— Start of Supplied information —

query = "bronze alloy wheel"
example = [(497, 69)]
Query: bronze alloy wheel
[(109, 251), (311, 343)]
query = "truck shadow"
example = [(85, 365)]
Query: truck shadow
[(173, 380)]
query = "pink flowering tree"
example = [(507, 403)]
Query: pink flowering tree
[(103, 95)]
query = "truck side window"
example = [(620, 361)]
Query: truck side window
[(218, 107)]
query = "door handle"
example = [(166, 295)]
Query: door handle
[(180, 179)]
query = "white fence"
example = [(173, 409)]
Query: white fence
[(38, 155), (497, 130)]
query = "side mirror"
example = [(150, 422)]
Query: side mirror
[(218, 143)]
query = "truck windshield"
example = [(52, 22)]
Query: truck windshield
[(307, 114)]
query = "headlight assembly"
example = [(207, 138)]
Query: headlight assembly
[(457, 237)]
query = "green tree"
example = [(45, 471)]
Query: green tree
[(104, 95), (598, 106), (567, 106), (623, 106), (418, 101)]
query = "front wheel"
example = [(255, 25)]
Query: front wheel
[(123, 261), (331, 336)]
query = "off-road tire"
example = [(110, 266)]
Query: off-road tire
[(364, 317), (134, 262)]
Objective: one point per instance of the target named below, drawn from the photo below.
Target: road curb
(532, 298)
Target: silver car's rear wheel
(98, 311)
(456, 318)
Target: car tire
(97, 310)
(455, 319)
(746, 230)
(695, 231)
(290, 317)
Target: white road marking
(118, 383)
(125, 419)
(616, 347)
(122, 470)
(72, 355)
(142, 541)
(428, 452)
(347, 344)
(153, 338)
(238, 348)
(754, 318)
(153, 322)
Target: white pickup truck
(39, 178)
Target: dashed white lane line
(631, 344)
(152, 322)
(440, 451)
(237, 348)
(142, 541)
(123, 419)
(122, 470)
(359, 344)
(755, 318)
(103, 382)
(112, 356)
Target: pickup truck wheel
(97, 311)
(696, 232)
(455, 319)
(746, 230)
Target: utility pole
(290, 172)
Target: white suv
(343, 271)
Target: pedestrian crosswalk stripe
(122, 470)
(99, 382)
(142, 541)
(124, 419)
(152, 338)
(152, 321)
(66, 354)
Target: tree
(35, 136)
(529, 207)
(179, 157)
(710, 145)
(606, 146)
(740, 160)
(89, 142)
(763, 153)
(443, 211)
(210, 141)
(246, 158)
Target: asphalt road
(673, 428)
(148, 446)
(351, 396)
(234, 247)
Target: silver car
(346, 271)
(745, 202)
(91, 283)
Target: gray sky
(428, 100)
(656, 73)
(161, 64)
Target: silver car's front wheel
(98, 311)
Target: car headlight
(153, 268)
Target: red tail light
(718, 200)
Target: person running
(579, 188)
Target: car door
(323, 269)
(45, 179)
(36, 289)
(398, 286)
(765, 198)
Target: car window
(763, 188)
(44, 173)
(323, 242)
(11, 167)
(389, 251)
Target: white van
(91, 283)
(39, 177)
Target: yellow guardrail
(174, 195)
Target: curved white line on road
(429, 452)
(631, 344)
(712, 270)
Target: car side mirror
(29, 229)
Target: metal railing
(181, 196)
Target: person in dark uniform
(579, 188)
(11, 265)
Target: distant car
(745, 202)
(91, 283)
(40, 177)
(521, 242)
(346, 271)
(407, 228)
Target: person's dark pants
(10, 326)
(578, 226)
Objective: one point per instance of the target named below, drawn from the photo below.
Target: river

— End of Supplied information —

Stated exercise
Write the material out exactly, with nothing left out.

Response below
query = "bronze alloy wheel"
example = [(497, 69)]
Query: bronze alloy wheel
[(109, 251), (311, 343)]
query = "truck shadow"
example = [(85, 365)]
Query: truck shadow
[(173, 380)]
query = "pink flowering tree"
example = [(507, 403)]
Query: pink flowering tree
[(103, 95)]
query = "truck side window"
example = [(620, 361)]
Query: truck side window
[(218, 107)]
query = "door handle"
example = [(166, 295)]
Query: door handle
[(180, 179)]
query = "white fence"
example = [(173, 409)]
Query: white fence
[(38, 155), (497, 130)]
query = "side mirror"
example = [(150, 422)]
Query: side mirror
[(218, 143)]
query = "truck windshield"
example = [(52, 22)]
Query: truck windshield
[(307, 114)]
query = "headlight assembly"
example = [(207, 138)]
Query: headlight assembly
[(457, 237)]
query = "green tree"
example = [(45, 471)]
Query: green tree
[(104, 95), (598, 106), (567, 106), (623, 106), (418, 101)]
query = "front wheel"
example = [(255, 25)]
Query: front wheel
[(123, 261), (331, 336)]
query = "off-road tire"
example = [(110, 266)]
Query: off-road tire
[(364, 317), (134, 262)]
Objective: one point per instance of the target named below, drawn from the photo below.
Target: road curb
(532, 298)
Target: silver car's rear wheel
(98, 311)
(456, 318)
Target: car tire
(97, 310)
(455, 319)
(746, 230)
(695, 231)
(290, 317)
Target: white road marking
(118, 383)
(125, 419)
(616, 347)
(122, 470)
(72, 355)
(142, 541)
(428, 452)
(347, 344)
(153, 338)
(238, 348)
(754, 318)
(153, 322)
Target: white pickup truck
(39, 178)
Target: dashed white lane line
(631, 344)
(152, 322)
(440, 451)
(237, 348)
(142, 541)
(123, 419)
(122, 470)
(359, 344)
(755, 318)
(103, 382)
(112, 356)
Target: pickup truck wheel
(97, 311)
(696, 232)
(455, 319)
(746, 230)
Target: utility pole
(290, 172)
Target: white suv
(343, 271)
Target: pedestrian crosswalk stripe
(122, 470)
(99, 382)
(142, 541)
(124, 419)
(152, 338)
(152, 321)
(66, 354)
Target: tree
(35, 136)
(529, 207)
(179, 157)
(710, 145)
(606, 146)
(740, 160)
(89, 142)
(763, 153)
(443, 211)
(210, 141)
(246, 158)
Target: asphalt road
(673, 428)
(148, 446)
(351, 396)
(234, 247)
Target: silver car
(346, 271)
(745, 202)
(91, 283)
Target: gray sky
(428, 100)
(656, 73)
(161, 64)
Target: silver car's front wheel
(98, 311)
Target: car headlight
(153, 268)
Target: red tail light
(718, 200)
Target: person running
(579, 188)
Target: car door
(323, 269)
(45, 179)
(36, 289)
(398, 286)
(765, 198)
Target: car window
(763, 188)
(44, 173)
(323, 242)
(11, 167)
(389, 251)
Target: white van
(91, 283)
(39, 177)
Target: yellow guardrail
(174, 195)
Target: curved white line on road
(429, 452)
(631, 344)
(712, 270)
Target: car side mirror
(29, 229)
Target: metal railing
(181, 196)
Target: person in dark uniform
(579, 188)
(11, 265)
Target: distant car
(745, 202)
(91, 283)
(40, 177)
(521, 242)
(346, 271)
(407, 228)
Target: person's dark pants
(10, 326)
(578, 226)
Objective: one point per instance of the target named below, drawn from the photo below.
Target: river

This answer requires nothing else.